GIVEN EXERCISE A » Using the passage on Brown's early career, state for each statement below whether it agrees with the text. Answer yes or no and quote the deciding words. (i) Man, Land and Food projected world food, population, and land resources to the end of the century. (ii) Brown headed USDA's International Agricultural Development Service until 1972. (iii) The study reached Orville Freeman through a story in The New York Times.

EXTRACT PROVIDED »

_ _ _ _ _

In 1963, just four years later, he published Man, Land and Food, the first comprehensive projection of world food, population, and land resources to the end of the century. The study was a cover story in the January 6, 1963 issue of U.S. News & World Report where it came to the attention of Secretary of Agriculture, Orville Freeman. Freeman appreciated Brown’s bold analysis and offered him a job on his staff, saying "you sketched the problems. Now you have to do something about them." He was soon elevated to being the resident specialist on global issues. In this capacity, he advised the secretary of agriculture on his overseas agricultural policies. He also headed USDA's International Agricultural Development Service from 1966 to 1969. His primary job was to "increase food production in underdeveloped countries."
In early 1969, he left government to help establish the Overseas Development Council. He also became an enthusiastic believer in the promise of a Green Revolution, with the hope of using better seeds and cultivation methods to help solve global problems of poverty and hunger. In his opinion, "this Technology was the most crucial historical event since the steam engine." In subsequent years, however, he realized that rapid population growth in undeveloped countries was overwhelming the gains in increased food production.

_ _ _ _ _

Rows of box annotation data
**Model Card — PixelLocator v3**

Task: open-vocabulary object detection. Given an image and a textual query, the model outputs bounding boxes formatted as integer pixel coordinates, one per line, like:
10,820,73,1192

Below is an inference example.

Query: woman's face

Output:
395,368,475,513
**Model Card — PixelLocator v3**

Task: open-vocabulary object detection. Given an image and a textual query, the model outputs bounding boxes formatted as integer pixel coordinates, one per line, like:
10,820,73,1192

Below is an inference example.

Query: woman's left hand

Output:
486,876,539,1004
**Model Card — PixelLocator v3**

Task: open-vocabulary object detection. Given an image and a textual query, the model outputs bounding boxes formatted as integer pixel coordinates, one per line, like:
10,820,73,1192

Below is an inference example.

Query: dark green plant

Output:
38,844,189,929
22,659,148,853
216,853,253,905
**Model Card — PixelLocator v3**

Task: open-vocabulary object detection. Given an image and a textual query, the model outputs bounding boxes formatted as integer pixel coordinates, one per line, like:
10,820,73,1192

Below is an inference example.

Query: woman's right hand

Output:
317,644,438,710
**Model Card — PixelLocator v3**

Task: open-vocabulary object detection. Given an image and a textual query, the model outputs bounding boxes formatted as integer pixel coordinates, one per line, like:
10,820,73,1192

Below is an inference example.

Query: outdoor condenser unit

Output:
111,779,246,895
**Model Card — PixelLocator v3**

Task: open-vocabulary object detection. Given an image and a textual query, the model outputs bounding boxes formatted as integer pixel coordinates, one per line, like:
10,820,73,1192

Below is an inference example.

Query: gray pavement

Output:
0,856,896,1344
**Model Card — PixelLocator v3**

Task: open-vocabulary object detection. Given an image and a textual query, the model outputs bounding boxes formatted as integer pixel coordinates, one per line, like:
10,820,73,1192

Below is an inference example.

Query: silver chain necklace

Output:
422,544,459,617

_ _ _ _ _

GIVEN EXERCISE B » Pick out every line of the listing that contains the word "woman", and copy each one.

FINAL RESULT A »
(i) Yes: "the first comprehensive projection of world food, population, and land resources to the end of the century."
(ii) No: "He also headed USDA's International Agricultural Development Service from 1966 to 1969."
(iii) No: "The study was a cover story in the January 6, 1963 issue of U.S. News & World Report where it came to the attention of Secretary of Agriculture, Orville Freeman."

FINAL RESULT B »
Query: woman's face
Query: woman's left hand
Query: woman's right hand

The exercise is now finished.